-- begin RECORDS TO PROCESS --
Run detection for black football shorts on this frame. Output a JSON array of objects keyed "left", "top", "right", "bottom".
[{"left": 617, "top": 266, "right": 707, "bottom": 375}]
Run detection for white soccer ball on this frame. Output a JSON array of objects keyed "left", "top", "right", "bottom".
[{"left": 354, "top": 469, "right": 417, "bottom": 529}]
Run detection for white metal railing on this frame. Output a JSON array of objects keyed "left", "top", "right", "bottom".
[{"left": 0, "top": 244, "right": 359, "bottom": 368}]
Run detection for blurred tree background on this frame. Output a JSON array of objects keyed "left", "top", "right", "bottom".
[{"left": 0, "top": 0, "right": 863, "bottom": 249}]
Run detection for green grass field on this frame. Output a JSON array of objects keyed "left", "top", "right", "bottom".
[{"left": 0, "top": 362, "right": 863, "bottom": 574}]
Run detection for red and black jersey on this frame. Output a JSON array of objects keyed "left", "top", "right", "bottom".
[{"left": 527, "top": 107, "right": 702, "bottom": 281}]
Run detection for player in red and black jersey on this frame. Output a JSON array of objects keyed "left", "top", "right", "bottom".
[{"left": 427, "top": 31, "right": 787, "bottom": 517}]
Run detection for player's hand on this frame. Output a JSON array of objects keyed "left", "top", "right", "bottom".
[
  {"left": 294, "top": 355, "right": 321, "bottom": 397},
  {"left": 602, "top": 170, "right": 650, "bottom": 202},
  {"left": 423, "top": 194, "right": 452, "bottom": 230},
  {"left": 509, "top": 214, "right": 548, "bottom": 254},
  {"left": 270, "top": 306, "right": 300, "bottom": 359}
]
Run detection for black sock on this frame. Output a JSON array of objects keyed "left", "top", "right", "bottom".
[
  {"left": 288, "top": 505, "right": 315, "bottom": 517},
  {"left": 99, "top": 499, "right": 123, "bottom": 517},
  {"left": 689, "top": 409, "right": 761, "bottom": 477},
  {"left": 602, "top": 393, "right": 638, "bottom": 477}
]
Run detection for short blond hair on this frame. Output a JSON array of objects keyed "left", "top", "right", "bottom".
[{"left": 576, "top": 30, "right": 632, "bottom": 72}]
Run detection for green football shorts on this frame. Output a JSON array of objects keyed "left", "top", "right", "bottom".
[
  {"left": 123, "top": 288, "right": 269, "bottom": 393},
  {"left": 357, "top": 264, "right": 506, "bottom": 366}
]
-- end RECORDS TO PROCESS --
EXERCISE: Nothing should be changed: write out all of the data as is.

TASK ANSWER:
Run detection for black football shorts on this frame. Output a JSON array of objects keyed "left", "top", "right", "bottom".
[{"left": 617, "top": 266, "right": 707, "bottom": 375}]
Run detection for white soccer ball on this frame. Output a JSON array of objects keyed "left", "top", "right", "bottom".
[{"left": 354, "top": 469, "right": 417, "bottom": 529}]
Run detection for white metal railing on this frame. Output a JSON array of objects keyed "left", "top", "right", "bottom".
[{"left": 0, "top": 244, "right": 359, "bottom": 368}]
Run detection for blurred tree background on this frame. Output a JSON array of objects keyed "left", "top", "right", "bottom".
[{"left": 0, "top": 0, "right": 863, "bottom": 249}]
Run detection for green grass field on this frame. Output a JSON array of objects keyed "left", "top", "right", "bottom".
[{"left": 0, "top": 362, "right": 863, "bottom": 574}]
Run detection for red and black jersey on this frame. Output a JSON array of objects keyed "left", "top", "right", "bottom".
[{"left": 527, "top": 107, "right": 702, "bottom": 281}]
Run detection for player in red and black jersey on this frame. Output a JSON array of objects keyed "left", "top", "right", "bottom".
[{"left": 427, "top": 31, "right": 787, "bottom": 517}]
Run detection for player's hand on this frame. Output a JSON array of objects keyed "left", "top", "right", "bottom".
[
  {"left": 294, "top": 355, "right": 321, "bottom": 397},
  {"left": 602, "top": 170, "right": 650, "bottom": 202},
  {"left": 423, "top": 194, "right": 452, "bottom": 230},
  {"left": 509, "top": 214, "right": 548, "bottom": 254},
  {"left": 270, "top": 306, "right": 300, "bottom": 359}
]
Run detection for black sock on this frame. Output a JSON array of objects keyed "left", "top", "right", "bottom".
[
  {"left": 288, "top": 505, "right": 315, "bottom": 517},
  {"left": 99, "top": 499, "right": 123, "bottom": 517},
  {"left": 689, "top": 409, "right": 761, "bottom": 477},
  {"left": 602, "top": 393, "right": 638, "bottom": 477}
]
Run detection for short blond hair on this frame. Output a JSON array of objects keyed "left", "top", "right", "bottom".
[{"left": 576, "top": 30, "right": 632, "bottom": 72}]
Run detection for green football shorts on this frame. Output a JSON array of objects keyed "left", "top", "right", "bottom".
[
  {"left": 123, "top": 288, "right": 269, "bottom": 393},
  {"left": 357, "top": 264, "right": 506, "bottom": 366}
]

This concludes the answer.